• GIVEN TASK:
Show every line below that contains the word "doorway", copying each one in full.

• RECORDS SUPPLIED:
************

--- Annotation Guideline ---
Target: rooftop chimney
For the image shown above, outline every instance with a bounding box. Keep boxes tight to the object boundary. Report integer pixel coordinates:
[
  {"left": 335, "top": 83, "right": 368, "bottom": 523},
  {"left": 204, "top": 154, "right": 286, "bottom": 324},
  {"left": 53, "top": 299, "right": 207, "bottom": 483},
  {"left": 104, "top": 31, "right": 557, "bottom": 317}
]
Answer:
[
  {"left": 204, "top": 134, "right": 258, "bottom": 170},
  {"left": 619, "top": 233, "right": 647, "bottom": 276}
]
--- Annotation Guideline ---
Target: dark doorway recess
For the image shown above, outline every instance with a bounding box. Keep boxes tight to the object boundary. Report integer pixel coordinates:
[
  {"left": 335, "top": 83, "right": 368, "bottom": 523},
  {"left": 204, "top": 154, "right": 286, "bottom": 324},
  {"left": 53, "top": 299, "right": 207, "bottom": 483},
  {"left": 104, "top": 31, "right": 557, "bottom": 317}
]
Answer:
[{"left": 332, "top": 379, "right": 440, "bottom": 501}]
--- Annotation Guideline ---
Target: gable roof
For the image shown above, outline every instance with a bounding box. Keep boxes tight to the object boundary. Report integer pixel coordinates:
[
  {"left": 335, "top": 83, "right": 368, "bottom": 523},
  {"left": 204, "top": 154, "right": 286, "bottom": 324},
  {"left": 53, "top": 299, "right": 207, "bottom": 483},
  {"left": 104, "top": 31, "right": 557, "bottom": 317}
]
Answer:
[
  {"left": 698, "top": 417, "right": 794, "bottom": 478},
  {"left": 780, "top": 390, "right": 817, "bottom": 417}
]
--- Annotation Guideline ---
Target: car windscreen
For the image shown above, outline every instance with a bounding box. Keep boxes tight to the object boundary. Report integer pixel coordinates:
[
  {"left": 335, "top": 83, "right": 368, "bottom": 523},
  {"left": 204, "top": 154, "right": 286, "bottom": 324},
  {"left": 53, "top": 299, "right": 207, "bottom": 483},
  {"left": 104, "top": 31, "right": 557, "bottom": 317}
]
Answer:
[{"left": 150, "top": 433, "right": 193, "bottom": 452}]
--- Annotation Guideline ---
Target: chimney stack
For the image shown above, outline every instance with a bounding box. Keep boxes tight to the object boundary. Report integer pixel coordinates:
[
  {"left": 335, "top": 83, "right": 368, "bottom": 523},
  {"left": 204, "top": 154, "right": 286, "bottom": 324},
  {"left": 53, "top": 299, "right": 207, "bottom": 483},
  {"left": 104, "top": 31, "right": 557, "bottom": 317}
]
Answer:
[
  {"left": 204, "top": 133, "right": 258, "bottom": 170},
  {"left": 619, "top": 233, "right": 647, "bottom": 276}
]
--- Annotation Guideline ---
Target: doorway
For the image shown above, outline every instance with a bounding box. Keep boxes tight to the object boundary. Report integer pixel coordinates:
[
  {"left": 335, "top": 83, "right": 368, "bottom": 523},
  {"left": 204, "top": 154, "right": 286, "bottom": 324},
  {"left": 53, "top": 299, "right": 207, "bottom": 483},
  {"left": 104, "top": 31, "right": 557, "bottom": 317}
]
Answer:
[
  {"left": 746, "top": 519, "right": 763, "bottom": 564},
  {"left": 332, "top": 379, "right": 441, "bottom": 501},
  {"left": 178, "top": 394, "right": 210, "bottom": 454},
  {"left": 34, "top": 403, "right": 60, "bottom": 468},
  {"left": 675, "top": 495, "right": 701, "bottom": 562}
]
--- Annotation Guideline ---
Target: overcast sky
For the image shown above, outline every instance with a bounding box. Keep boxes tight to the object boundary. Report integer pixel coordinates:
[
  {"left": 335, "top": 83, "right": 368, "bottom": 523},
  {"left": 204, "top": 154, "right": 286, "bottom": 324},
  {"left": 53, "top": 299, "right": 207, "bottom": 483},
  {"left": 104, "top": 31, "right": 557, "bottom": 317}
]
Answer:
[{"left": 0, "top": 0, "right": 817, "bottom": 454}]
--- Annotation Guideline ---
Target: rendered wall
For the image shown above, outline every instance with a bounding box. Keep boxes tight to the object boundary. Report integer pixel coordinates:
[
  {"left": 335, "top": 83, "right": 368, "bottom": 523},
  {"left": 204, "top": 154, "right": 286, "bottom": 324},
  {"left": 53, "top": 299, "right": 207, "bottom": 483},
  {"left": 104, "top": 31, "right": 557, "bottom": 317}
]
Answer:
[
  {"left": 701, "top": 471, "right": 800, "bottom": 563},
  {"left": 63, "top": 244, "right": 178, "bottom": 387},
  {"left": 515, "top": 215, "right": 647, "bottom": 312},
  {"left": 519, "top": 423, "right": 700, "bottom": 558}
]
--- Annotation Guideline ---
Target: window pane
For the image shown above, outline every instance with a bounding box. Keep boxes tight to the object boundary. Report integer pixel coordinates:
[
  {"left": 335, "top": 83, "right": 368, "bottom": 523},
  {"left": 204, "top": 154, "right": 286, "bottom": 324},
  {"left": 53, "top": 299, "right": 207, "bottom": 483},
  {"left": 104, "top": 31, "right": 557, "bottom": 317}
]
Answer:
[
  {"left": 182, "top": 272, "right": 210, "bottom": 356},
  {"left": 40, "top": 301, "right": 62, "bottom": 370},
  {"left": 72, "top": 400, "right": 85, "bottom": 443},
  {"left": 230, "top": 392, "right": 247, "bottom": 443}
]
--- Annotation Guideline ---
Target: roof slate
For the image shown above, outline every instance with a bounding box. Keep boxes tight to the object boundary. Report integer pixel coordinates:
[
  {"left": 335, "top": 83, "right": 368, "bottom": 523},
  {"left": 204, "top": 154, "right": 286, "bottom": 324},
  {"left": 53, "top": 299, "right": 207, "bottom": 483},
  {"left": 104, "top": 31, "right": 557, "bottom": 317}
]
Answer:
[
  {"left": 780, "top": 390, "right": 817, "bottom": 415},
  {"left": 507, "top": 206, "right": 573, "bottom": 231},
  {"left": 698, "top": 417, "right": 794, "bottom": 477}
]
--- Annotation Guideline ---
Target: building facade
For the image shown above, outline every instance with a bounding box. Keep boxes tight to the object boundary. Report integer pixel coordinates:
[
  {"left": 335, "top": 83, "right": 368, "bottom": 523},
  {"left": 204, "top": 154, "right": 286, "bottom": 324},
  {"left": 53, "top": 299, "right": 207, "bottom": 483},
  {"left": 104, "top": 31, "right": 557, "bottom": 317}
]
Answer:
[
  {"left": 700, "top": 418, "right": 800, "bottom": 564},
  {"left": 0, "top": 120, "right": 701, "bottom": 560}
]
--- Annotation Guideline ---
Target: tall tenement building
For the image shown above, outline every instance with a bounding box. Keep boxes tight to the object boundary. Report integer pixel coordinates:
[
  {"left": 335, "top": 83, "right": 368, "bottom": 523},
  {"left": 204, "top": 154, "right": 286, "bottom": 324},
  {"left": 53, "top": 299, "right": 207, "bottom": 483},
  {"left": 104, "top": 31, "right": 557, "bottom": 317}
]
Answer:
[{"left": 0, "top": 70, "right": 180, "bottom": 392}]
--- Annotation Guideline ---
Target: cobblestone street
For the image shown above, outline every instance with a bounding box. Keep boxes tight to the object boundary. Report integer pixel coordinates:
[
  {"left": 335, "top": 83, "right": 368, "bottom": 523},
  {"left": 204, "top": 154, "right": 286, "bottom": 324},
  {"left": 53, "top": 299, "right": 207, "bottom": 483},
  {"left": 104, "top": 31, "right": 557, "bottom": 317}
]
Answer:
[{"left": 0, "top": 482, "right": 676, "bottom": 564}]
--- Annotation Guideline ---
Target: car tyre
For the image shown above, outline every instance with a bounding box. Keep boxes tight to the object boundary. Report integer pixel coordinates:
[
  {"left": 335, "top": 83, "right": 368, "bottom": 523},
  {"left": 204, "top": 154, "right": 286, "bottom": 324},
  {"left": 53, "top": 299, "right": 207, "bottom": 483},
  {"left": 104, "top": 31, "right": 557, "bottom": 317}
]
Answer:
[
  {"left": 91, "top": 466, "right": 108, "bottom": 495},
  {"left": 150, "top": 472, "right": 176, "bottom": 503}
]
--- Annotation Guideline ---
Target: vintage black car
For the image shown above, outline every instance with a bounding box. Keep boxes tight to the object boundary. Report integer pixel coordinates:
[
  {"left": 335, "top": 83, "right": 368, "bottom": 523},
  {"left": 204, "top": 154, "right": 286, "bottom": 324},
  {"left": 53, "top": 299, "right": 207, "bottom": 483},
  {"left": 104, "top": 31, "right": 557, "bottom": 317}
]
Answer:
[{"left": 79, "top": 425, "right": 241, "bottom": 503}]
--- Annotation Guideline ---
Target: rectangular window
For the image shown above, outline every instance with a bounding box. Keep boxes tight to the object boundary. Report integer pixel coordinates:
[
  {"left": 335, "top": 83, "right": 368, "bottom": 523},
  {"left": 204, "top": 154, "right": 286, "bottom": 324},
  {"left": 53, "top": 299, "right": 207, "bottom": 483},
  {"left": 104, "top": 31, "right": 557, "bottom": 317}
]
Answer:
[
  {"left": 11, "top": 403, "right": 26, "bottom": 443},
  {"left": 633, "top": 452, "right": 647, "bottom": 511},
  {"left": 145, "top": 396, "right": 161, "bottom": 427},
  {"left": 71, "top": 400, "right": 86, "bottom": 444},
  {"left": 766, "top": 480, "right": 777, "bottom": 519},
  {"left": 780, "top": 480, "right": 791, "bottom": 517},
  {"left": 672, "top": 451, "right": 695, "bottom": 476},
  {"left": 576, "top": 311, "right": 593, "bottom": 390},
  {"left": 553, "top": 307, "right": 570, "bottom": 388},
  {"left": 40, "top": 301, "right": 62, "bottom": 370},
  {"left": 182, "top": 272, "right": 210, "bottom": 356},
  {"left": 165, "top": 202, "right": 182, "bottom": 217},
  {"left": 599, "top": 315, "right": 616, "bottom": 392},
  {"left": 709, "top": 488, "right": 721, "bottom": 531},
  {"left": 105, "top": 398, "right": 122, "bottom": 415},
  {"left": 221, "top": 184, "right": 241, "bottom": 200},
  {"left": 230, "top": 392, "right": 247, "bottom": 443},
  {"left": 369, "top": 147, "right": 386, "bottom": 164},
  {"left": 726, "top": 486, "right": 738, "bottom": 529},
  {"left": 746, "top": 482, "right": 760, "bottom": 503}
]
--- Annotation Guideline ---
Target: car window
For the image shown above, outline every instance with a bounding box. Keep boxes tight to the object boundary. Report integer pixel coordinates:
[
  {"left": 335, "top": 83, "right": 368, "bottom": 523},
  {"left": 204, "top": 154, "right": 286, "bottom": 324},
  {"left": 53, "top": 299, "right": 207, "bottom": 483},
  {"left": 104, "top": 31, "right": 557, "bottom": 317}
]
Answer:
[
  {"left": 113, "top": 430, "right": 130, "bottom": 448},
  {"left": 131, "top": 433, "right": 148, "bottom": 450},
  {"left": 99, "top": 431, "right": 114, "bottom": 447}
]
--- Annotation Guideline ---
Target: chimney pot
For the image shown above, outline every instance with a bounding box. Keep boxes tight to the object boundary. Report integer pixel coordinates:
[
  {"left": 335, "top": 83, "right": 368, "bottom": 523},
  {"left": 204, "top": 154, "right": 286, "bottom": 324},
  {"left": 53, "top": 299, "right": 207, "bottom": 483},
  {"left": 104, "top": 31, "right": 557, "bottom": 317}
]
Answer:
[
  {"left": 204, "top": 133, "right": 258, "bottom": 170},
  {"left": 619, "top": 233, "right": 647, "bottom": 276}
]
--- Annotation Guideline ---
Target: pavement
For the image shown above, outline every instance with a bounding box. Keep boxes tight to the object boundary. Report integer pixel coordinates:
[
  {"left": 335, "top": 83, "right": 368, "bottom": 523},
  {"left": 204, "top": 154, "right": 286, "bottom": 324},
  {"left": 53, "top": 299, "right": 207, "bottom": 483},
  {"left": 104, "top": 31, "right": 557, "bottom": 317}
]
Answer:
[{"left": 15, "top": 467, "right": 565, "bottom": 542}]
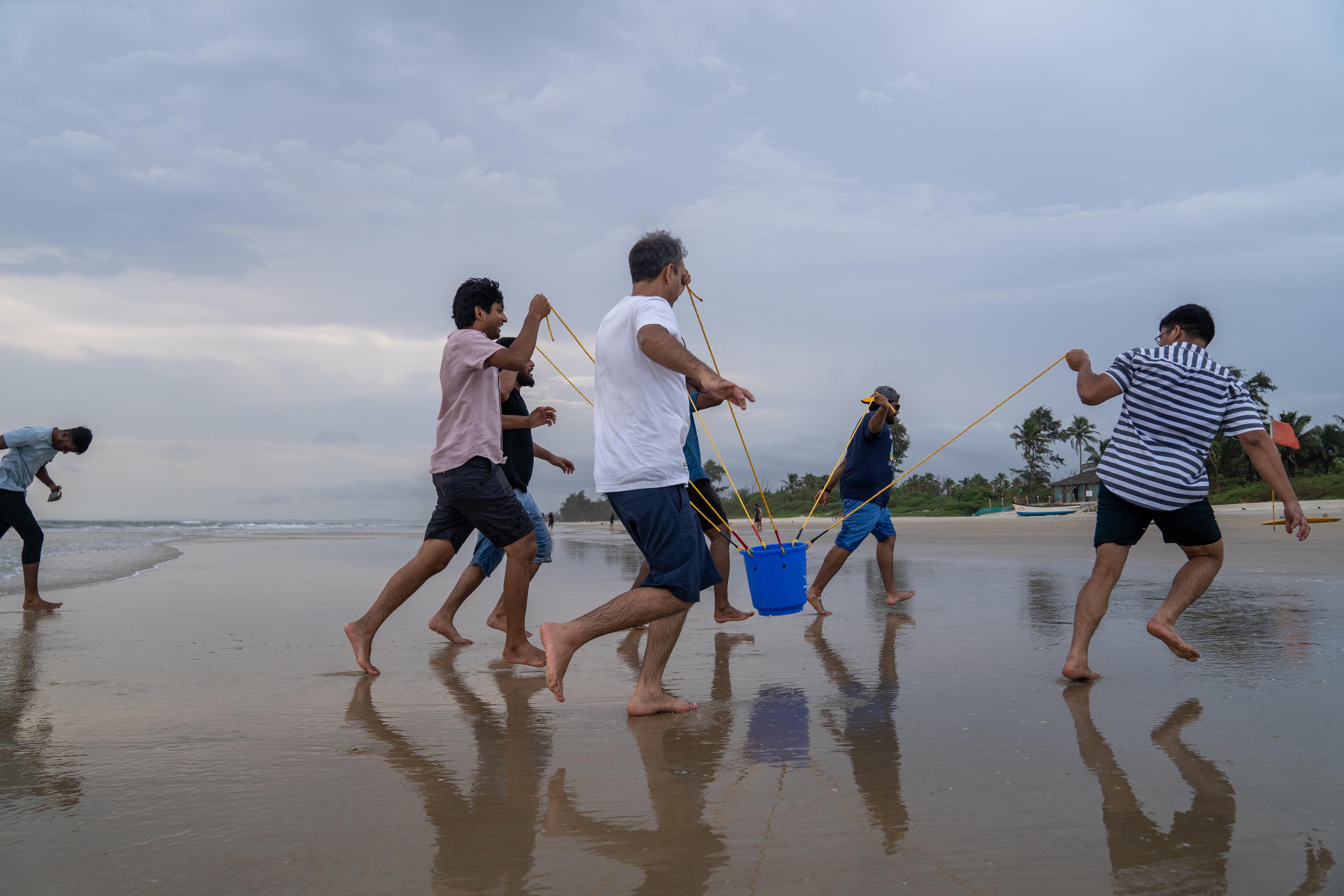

************

• TASK SOLUTION:
Target: dark doorway recess
Target: doorway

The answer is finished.